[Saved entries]
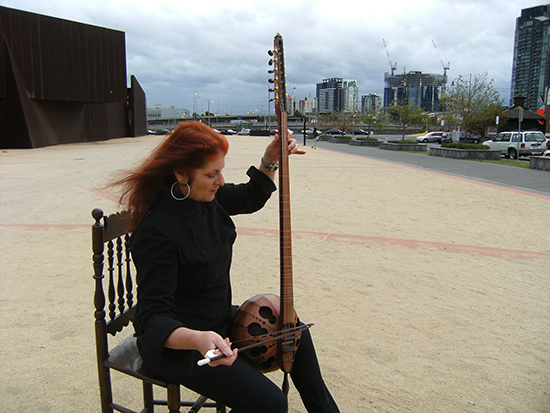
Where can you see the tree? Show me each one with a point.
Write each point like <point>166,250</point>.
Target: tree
<point>407,115</point>
<point>473,104</point>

Task goal: Could you print all of the entries above exactly as written, minus the pictures?

Answer area:
Where can you see the tree? Show me each one with a point.
Write each point like <point>166,250</point>.
Target: tree
<point>407,115</point>
<point>473,104</point>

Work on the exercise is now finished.